# start of PROVIDED DATA

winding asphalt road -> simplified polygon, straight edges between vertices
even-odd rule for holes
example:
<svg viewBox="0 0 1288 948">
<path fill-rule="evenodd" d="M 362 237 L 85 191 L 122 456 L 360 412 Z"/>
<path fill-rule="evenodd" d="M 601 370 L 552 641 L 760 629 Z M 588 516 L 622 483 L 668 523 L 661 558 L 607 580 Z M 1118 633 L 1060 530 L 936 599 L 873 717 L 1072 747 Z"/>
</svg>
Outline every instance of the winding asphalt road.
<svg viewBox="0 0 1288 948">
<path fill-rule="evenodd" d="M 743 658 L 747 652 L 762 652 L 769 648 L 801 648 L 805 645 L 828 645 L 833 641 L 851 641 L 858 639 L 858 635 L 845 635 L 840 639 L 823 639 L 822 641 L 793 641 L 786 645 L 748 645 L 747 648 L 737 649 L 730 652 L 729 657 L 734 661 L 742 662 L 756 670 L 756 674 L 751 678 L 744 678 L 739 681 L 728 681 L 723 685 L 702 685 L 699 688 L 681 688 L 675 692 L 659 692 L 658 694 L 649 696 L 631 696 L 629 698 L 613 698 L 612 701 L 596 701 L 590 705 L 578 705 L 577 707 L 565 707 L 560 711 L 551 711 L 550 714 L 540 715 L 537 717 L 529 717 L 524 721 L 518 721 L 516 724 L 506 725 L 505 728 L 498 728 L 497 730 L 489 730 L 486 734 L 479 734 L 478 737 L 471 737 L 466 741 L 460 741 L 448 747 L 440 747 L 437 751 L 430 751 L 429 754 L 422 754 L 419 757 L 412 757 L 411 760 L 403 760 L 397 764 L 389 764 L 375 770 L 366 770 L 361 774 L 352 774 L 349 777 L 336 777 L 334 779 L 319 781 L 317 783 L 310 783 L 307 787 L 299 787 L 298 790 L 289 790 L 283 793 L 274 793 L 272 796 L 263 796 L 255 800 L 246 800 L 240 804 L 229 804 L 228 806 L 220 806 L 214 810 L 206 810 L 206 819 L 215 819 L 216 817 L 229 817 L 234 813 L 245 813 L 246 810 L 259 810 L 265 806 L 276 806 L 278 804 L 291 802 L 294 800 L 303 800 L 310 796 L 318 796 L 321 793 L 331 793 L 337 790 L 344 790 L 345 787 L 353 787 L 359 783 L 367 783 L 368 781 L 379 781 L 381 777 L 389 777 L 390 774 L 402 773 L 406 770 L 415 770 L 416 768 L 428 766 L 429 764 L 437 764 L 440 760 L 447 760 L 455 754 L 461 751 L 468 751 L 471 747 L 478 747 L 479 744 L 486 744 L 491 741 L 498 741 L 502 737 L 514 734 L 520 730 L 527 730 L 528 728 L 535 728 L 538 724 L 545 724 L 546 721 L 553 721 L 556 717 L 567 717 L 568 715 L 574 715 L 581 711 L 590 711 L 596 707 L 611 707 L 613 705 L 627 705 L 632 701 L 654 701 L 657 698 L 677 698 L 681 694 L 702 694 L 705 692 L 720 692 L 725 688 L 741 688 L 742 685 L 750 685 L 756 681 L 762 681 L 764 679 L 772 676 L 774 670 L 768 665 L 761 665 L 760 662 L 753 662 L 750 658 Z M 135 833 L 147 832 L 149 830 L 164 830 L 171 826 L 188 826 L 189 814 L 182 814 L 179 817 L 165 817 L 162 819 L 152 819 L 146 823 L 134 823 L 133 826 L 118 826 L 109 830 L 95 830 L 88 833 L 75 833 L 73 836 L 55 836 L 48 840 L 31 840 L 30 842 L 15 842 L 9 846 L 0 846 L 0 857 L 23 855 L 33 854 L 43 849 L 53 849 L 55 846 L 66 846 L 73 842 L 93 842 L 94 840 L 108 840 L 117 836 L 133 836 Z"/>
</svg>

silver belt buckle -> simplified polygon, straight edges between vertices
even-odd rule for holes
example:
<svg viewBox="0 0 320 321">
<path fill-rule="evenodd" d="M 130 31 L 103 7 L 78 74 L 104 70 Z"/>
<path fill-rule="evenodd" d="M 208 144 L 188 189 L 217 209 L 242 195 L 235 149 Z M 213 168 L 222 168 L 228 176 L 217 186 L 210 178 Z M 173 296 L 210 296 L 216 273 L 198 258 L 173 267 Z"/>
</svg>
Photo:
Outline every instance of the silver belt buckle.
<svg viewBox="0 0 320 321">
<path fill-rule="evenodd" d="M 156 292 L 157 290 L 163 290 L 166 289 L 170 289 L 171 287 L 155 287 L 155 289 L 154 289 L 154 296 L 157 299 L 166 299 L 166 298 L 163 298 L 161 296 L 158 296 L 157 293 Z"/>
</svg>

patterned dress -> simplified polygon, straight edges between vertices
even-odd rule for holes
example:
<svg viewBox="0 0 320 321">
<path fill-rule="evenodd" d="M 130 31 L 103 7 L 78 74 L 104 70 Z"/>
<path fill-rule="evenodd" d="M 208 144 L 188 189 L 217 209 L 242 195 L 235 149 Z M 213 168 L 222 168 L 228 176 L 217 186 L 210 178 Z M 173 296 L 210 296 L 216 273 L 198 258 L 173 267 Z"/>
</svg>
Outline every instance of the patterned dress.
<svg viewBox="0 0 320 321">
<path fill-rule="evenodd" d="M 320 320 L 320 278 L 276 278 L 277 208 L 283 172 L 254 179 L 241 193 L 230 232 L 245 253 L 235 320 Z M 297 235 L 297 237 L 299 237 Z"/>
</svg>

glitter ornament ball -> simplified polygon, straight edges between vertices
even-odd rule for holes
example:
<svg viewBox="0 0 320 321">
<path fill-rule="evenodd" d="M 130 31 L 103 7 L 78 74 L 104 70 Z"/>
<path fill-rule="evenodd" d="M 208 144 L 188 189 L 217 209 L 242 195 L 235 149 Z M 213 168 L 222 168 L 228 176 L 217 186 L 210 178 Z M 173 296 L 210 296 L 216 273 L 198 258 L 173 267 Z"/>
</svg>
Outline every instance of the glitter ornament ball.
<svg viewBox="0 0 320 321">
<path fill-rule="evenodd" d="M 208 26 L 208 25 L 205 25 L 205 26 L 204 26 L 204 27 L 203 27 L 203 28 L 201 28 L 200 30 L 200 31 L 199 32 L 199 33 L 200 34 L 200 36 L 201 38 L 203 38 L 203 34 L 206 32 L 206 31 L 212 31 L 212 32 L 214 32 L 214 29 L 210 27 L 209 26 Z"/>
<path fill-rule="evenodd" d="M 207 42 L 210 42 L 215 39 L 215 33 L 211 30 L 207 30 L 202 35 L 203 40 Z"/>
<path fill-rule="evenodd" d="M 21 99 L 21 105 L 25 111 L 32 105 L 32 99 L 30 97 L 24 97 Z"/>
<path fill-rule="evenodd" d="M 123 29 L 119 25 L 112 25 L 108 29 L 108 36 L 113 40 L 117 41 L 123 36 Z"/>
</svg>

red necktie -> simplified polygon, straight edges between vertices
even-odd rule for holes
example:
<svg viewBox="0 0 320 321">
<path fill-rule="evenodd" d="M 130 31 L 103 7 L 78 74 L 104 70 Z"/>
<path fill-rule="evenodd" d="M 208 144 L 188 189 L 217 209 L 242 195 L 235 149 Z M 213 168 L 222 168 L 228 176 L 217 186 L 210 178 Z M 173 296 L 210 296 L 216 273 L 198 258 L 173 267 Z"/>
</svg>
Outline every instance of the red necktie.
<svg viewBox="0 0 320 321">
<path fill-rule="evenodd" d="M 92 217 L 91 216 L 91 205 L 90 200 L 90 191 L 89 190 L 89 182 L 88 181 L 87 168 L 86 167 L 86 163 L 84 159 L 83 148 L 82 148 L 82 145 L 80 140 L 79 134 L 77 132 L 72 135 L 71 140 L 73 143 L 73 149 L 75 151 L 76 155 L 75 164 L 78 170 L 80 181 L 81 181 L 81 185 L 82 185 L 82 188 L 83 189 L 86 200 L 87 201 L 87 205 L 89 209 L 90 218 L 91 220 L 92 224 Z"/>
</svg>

# end of PROVIDED DATA

== WHAT NEEDS TO BE DONE ==
Count the lines of the records above that contain the string "ornament". Report only the number.

== SOLUTION ==
2